> _Problem_: From the line that contains "Exercise. Locate the football player in white" to the last line of the entries, set down each line exactly as written, both ends included, with nothing else.

> _Dataset records_:

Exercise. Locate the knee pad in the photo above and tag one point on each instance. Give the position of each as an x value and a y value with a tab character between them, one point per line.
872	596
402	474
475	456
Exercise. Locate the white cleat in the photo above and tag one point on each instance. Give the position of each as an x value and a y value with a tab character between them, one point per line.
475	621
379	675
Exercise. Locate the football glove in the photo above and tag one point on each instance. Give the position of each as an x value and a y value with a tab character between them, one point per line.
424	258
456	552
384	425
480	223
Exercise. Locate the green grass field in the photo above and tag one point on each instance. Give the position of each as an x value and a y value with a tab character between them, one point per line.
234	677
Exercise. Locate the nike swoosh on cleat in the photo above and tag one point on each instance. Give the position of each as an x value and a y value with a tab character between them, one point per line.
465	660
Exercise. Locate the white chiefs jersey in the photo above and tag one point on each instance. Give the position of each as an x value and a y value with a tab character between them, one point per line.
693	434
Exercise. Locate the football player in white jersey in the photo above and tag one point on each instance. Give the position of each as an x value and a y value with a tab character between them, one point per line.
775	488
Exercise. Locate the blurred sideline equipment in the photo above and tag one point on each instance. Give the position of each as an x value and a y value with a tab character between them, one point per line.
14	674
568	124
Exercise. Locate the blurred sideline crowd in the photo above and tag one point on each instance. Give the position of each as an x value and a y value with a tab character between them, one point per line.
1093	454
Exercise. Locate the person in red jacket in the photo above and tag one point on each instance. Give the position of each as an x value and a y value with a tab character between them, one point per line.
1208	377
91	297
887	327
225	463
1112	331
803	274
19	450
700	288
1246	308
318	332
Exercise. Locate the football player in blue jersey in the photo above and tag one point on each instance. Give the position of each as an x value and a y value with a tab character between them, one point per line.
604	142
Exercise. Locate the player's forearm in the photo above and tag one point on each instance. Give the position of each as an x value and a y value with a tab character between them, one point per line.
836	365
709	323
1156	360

> _The completed task_:
Exercise. Locate the football player in white jersey in the photo above and tag one point on each instance. Give the position of each as an x value and a y value with a tab character between them, one point per line.
775	488
Exercise. Locate the blurred sideline equipment in the photo above and tag one point on each instance. Give the position of each as an x value and a y value with a tab character between them, one point per line.
14	674
568	124
Exercise. Locate the blurred sideline crowd in the photo above and tag one point on each instance. Give the position of each as an x value and a y value with a tab character between them, one point per line.
1093	454
Exercise. Locate the person in red jacket in the photo above and tag one point on each instance. Give the position of each as an x value and a y value with a tab character between them, one point per line.
1208	377
91	297
887	327
225	463
1112	331
803	274
19	450
700	288
1246	308
318	332
Exercise. Locate the football player in blue jersey in the photo above and tag one point on each instance. Give the position of each as an x value and a y value with a tab character between them, one point per line.
604	142
Exercise. Locate the player's forearm in the photo above and tag one point on each instance. Give the position of each as an x value and a y value with a tab character between them, one point per line.
836	365
709	323
1156	360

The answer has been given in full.